Copy the lines below as they are; omit the images they contain.
*** DATA SUPPLIED ***
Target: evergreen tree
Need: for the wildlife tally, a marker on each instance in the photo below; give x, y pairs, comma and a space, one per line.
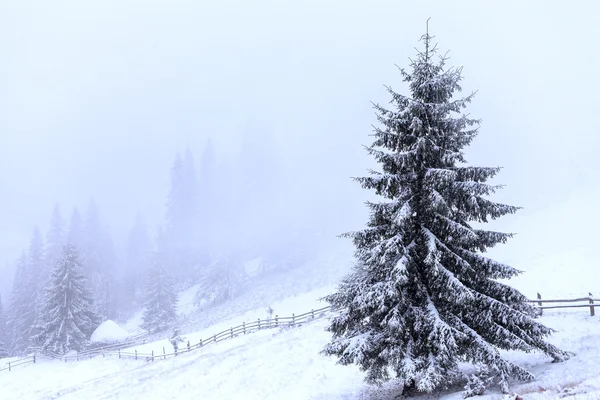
161, 298
3, 333
422, 297
21, 309
67, 319
26, 299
*** End of DATA SUPPLIED ***
RESPONSE AREA
Target: evergreen tree
Need: for the wildlife tally, a marker on each instance in the photo below; give x, y pairs, comma and a space, one per line.
161, 298
3, 333
422, 297
21, 309
67, 319
26, 299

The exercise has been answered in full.